Goal of the exercise: Nothing but the line containing "the antler, placing" and the lines after it in the entries below should appear, each repeated exactly.

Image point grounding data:
Content starts
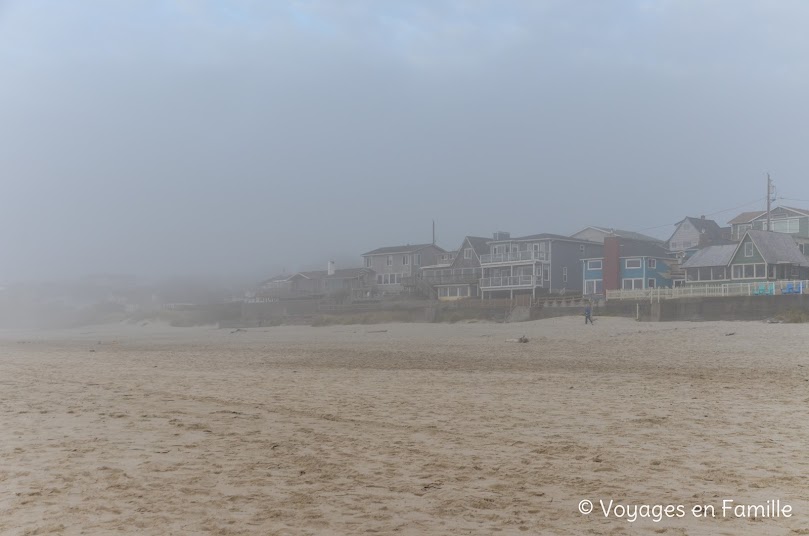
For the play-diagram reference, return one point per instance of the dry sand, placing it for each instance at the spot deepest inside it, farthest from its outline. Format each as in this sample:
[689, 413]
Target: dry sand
[423, 429]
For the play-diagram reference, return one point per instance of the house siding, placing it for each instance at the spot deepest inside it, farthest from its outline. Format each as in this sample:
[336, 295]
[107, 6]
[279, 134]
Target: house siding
[379, 264]
[685, 233]
[461, 262]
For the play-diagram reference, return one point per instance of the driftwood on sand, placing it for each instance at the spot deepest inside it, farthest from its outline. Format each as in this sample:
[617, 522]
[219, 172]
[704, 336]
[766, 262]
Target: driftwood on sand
[522, 339]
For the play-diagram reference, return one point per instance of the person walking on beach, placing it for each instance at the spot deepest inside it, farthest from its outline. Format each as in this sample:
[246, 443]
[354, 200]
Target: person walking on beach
[588, 314]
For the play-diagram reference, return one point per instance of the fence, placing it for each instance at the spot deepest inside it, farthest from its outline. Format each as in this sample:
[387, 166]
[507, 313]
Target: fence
[770, 288]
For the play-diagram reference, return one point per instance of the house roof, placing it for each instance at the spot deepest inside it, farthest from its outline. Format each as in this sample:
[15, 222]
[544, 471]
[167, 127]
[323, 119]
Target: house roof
[348, 273]
[746, 217]
[622, 233]
[276, 278]
[711, 256]
[709, 229]
[544, 236]
[799, 210]
[479, 244]
[399, 249]
[776, 248]
[642, 248]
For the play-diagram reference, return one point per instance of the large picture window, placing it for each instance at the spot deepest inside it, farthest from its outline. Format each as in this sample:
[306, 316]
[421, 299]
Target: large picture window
[592, 286]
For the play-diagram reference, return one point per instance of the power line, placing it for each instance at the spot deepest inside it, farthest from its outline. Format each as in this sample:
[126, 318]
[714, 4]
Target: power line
[711, 214]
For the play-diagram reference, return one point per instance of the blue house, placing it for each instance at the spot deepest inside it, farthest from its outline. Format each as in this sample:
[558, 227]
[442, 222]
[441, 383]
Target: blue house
[627, 264]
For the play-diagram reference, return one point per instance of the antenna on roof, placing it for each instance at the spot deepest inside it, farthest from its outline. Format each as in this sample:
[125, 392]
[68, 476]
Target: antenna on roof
[769, 199]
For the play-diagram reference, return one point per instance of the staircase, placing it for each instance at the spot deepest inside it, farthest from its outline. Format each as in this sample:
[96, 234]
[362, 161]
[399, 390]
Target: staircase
[426, 289]
[677, 271]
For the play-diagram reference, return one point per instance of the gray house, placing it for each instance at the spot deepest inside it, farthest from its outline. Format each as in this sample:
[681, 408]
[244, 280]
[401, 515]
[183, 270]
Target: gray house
[693, 233]
[787, 220]
[759, 256]
[537, 264]
[598, 234]
[392, 265]
[460, 277]
[709, 265]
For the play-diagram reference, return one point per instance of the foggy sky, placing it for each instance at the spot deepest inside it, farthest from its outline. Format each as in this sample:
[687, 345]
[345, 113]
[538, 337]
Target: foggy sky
[244, 137]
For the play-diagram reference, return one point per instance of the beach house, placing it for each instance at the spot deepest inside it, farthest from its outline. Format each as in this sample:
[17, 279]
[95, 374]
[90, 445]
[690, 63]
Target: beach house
[627, 264]
[537, 265]
[459, 278]
[392, 264]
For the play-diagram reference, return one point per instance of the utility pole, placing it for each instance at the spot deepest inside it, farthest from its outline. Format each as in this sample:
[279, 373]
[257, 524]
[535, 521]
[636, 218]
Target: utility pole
[769, 199]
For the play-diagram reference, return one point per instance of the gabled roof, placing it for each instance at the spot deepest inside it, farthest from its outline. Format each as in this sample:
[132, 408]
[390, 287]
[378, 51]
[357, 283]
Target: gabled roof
[313, 274]
[621, 232]
[747, 217]
[400, 249]
[276, 279]
[709, 229]
[544, 236]
[479, 244]
[775, 248]
[349, 273]
[711, 256]
[642, 248]
[802, 211]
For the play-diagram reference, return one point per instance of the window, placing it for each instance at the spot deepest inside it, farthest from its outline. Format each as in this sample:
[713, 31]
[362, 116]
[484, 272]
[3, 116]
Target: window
[748, 249]
[748, 271]
[632, 263]
[790, 226]
[592, 286]
[741, 229]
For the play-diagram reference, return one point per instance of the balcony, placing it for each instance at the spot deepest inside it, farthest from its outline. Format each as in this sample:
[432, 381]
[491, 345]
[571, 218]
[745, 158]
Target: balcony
[509, 282]
[514, 256]
[452, 276]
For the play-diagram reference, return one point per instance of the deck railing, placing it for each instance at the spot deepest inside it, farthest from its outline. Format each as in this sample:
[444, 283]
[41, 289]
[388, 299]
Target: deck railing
[456, 275]
[769, 288]
[515, 256]
[511, 281]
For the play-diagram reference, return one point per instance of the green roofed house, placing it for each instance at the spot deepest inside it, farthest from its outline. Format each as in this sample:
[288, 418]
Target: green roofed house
[766, 255]
[758, 257]
[787, 220]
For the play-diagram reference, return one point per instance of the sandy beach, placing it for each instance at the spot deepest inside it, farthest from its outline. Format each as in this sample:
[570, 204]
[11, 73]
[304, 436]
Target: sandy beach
[402, 428]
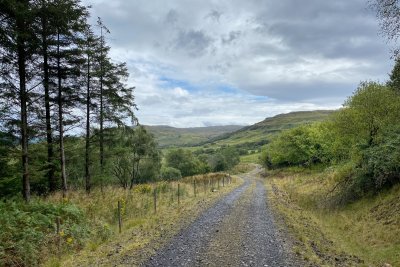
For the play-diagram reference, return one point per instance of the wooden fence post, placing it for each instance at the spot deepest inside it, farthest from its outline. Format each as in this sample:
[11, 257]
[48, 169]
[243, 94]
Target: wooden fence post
[194, 187]
[155, 200]
[179, 194]
[58, 226]
[119, 217]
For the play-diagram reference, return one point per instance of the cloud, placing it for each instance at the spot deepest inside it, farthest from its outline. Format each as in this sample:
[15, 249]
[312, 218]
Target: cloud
[297, 54]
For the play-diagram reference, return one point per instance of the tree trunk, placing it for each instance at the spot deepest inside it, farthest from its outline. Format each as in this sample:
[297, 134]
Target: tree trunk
[23, 97]
[87, 139]
[101, 107]
[60, 121]
[49, 133]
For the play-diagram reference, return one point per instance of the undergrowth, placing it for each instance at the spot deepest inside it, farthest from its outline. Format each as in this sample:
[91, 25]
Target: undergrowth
[87, 223]
[365, 232]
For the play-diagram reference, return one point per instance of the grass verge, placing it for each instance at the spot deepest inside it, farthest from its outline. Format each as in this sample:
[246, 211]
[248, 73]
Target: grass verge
[364, 233]
[144, 228]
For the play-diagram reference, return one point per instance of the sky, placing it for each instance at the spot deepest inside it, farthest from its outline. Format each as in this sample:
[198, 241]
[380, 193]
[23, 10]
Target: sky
[218, 62]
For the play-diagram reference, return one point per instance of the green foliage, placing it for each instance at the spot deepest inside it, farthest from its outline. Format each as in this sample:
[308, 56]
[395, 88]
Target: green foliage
[394, 76]
[363, 138]
[303, 145]
[27, 228]
[137, 158]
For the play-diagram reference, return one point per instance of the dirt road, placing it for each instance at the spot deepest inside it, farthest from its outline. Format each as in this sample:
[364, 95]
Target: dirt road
[239, 230]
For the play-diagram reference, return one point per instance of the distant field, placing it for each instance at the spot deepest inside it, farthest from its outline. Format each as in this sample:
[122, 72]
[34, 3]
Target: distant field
[253, 137]
[167, 136]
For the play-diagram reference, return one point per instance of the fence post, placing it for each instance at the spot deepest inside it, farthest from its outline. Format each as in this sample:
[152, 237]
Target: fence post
[58, 223]
[179, 194]
[155, 200]
[119, 217]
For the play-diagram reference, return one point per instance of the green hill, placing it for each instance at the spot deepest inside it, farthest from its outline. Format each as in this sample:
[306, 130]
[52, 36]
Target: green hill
[167, 136]
[253, 136]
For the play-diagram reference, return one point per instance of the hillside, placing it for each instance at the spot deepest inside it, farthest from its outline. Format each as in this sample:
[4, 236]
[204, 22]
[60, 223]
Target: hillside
[168, 136]
[253, 136]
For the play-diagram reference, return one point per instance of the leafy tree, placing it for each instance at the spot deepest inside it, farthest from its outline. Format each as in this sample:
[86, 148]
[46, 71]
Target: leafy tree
[136, 156]
[394, 77]
[183, 160]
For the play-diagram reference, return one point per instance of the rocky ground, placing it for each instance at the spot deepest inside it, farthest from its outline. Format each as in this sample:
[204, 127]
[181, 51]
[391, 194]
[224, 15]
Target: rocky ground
[239, 230]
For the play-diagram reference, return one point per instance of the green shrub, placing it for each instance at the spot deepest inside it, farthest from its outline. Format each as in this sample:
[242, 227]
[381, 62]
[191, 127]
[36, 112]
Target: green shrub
[27, 228]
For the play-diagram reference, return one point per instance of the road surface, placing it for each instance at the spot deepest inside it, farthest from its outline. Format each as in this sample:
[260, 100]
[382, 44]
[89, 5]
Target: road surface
[239, 230]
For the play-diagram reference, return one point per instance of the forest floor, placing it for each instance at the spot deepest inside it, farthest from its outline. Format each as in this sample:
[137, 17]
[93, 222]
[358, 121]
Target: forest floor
[238, 230]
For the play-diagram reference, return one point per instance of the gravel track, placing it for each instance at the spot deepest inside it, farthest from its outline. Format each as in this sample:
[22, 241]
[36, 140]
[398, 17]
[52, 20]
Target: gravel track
[238, 230]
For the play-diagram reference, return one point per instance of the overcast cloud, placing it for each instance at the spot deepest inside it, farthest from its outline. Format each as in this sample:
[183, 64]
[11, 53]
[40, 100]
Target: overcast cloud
[199, 63]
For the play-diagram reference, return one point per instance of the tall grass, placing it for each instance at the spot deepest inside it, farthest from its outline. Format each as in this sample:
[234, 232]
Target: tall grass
[363, 233]
[29, 234]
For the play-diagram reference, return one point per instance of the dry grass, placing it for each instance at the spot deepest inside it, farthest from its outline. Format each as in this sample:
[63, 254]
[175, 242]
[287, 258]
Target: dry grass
[365, 233]
[144, 228]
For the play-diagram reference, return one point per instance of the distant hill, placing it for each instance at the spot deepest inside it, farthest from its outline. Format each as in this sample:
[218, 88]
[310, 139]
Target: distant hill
[168, 136]
[256, 135]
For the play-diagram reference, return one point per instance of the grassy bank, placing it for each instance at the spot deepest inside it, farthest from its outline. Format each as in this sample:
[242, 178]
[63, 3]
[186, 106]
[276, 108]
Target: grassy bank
[88, 232]
[364, 233]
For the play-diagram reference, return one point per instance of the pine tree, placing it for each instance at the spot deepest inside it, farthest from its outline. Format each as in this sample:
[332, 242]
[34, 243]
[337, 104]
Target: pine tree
[18, 43]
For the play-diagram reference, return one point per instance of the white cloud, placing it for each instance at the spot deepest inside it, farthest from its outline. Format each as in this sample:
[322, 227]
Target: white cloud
[298, 54]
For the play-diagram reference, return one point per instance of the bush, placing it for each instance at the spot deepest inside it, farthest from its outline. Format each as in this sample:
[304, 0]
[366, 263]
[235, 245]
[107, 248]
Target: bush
[27, 228]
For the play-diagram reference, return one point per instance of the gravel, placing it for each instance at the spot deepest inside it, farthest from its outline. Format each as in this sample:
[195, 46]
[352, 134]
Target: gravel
[239, 230]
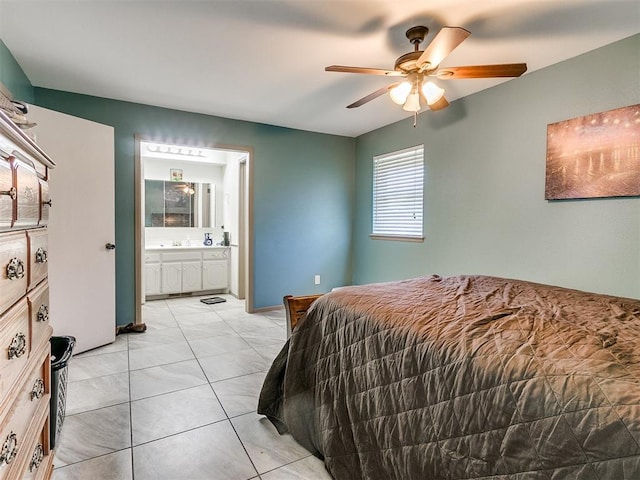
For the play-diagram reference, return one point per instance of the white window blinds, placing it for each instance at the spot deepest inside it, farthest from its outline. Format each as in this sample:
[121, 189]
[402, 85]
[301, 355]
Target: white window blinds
[398, 192]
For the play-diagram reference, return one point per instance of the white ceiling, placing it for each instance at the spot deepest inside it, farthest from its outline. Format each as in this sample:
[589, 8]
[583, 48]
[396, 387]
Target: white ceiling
[263, 60]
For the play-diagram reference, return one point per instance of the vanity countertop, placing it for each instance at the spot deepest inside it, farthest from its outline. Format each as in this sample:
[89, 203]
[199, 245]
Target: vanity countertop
[182, 247]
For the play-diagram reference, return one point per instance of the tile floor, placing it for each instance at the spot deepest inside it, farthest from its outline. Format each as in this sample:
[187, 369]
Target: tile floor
[179, 401]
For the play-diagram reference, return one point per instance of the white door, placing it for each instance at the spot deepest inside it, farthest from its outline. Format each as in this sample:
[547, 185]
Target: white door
[81, 223]
[171, 277]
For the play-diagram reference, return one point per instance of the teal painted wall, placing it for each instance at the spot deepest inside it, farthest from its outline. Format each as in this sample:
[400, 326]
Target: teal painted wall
[12, 76]
[485, 211]
[303, 193]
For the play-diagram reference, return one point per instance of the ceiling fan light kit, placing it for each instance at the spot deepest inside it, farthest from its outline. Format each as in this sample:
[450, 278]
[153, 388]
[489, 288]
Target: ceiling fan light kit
[420, 65]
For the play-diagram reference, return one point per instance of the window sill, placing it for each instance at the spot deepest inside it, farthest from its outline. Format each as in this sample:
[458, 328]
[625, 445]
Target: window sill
[397, 238]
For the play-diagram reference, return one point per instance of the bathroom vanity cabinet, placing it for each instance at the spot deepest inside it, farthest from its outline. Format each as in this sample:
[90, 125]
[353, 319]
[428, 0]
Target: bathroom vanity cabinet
[180, 270]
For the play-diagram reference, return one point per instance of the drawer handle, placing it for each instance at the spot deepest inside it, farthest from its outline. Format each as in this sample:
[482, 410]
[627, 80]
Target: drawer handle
[37, 457]
[41, 255]
[9, 449]
[43, 314]
[38, 389]
[15, 269]
[12, 192]
[18, 346]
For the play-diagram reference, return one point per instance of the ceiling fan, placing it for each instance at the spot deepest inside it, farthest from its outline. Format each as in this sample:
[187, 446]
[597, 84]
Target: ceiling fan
[418, 67]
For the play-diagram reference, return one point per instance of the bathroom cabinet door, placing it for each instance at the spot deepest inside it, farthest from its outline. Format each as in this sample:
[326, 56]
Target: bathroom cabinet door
[191, 276]
[215, 274]
[152, 279]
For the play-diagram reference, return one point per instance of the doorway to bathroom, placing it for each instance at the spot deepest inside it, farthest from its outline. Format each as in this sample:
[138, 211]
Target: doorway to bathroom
[192, 200]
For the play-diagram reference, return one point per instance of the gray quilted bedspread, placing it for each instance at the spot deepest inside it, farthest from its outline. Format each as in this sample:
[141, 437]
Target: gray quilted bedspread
[463, 377]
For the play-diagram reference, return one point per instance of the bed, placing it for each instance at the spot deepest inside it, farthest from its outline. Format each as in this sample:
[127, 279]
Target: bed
[466, 377]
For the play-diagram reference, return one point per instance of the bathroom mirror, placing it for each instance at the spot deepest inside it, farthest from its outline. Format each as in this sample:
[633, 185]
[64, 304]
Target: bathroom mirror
[179, 204]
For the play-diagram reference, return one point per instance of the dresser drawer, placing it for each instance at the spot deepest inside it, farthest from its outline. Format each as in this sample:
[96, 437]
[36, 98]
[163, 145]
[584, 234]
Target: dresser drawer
[38, 300]
[40, 458]
[20, 436]
[13, 268]
[28, 200]
[38, 255]
[7, 194]
[14, 346]
[33, 408]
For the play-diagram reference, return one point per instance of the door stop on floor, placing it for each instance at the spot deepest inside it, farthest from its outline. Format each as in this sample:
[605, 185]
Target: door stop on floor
[131, 328]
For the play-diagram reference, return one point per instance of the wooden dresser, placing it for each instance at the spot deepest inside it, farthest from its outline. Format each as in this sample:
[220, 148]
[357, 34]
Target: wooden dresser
[25, 364]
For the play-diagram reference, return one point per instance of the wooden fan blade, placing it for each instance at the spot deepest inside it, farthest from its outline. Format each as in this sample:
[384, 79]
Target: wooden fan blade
[482, 71]
[365, 70]
[440, 104]
[445, 42]
[372, 96]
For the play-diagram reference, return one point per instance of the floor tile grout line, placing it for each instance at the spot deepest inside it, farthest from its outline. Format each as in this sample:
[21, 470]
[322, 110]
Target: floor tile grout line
[244, 448]
[133, 470]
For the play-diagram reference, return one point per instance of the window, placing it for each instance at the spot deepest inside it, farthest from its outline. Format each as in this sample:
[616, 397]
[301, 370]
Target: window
[398, 193]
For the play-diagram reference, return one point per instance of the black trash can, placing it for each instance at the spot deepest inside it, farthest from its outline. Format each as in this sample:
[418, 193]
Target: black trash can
[61, 351]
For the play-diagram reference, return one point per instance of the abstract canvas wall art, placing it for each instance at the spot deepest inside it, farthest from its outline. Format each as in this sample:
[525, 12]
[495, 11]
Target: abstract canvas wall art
[594, 156]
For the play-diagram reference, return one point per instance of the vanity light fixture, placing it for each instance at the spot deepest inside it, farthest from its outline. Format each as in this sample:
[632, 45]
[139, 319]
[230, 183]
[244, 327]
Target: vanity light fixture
[176, 150]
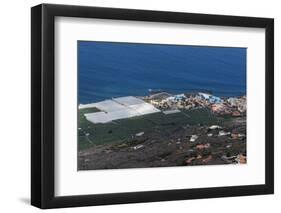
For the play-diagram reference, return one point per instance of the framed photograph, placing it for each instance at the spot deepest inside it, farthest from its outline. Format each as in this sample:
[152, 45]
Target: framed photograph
[139, 106]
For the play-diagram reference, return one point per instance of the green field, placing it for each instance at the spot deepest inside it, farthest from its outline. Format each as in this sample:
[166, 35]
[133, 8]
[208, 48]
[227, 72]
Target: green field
[124, 130]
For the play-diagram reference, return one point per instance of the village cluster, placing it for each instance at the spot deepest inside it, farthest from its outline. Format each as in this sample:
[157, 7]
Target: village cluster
[235, 106]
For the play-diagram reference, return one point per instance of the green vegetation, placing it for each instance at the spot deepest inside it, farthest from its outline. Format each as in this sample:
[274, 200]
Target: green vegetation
[124, 130]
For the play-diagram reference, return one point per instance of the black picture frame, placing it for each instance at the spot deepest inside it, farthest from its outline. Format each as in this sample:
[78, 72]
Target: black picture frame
[43, 111]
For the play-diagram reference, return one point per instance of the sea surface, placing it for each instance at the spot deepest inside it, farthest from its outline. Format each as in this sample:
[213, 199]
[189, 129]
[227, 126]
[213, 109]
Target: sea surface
[109, 69]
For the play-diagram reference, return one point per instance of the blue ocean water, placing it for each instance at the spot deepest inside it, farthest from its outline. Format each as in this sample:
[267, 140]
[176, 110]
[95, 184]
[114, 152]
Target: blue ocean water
[109, 69]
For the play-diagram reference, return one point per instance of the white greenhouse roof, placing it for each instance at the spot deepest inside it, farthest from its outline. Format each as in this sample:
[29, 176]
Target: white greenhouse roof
[119, 108]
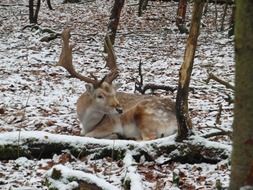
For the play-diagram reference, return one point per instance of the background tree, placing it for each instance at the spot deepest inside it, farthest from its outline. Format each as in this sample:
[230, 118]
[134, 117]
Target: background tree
[33, 15]
[242, 155]
[183, 118]
[114, 19]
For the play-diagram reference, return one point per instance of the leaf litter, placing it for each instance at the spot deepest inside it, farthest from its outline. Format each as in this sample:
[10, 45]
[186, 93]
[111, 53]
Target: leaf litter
[36, 95]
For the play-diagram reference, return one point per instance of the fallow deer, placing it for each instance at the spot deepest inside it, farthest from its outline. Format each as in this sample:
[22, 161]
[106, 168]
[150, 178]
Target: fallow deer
[105, 113]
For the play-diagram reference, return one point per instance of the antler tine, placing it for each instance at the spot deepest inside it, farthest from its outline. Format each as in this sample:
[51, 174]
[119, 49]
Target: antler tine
[111, 76]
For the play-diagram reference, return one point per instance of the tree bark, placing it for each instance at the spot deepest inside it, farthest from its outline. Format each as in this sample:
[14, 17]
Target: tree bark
[114, 19]
[36, 144]
[183, 118]
[180, 19]
[242, 155]
[33, 16]
[31, 11]
[49, 5]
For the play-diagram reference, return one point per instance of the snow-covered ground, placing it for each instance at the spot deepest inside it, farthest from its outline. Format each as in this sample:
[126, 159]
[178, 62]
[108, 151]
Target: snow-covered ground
[36, 95]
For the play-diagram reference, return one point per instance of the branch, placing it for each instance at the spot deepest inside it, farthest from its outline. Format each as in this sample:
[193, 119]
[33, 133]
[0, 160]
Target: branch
[37, 144]
[215, 78]
[143, 88]
[62, 177]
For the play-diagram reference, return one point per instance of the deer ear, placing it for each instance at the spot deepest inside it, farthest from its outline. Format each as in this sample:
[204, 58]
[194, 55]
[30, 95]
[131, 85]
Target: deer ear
[89, 88]
[117, 85]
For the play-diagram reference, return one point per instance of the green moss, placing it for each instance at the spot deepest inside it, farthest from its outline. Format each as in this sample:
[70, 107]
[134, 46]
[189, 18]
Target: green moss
[56, 174]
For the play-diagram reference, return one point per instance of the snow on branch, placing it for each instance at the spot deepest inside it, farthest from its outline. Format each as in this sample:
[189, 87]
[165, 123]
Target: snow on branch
[64, 178]
[37, 144]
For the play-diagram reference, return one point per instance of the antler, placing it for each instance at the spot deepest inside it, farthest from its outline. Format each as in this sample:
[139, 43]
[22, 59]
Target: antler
[65, 61]
[66, 58]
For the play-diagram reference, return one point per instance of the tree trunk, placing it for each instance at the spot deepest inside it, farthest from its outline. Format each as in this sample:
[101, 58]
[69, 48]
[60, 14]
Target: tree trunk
[180, 19]
[242, 156]
[232, 22]
[31, 11]
[33, 16]
[36, 14]
[114, 19]
[142, 6]
[49, 5]
[184, 121]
Content ends
Finished exercise:
For the play-diagram reference, return one point per instance of the antler, placing it for each instance at the spot deepest inside it, farthest from its outline. Format each as in this sample:
[139, 43]
[22, 59]
Target: antler
[65, 61]
[66, 58]
For the play-diagram reference, return one point per instance of the tree trunk, placing it for each instance at the spot deepest inside it, farthest from its outline. Format each as in this sample:
[101, 58]
[69, 48]
[60, 14]
Target: tree trunk
[180, 19]
[242, 156]
[232, 22]
[31, 11]
[33, 16]
[36, 14]
[114, 19]
[142, 6]
[49, 5]
[184, 121]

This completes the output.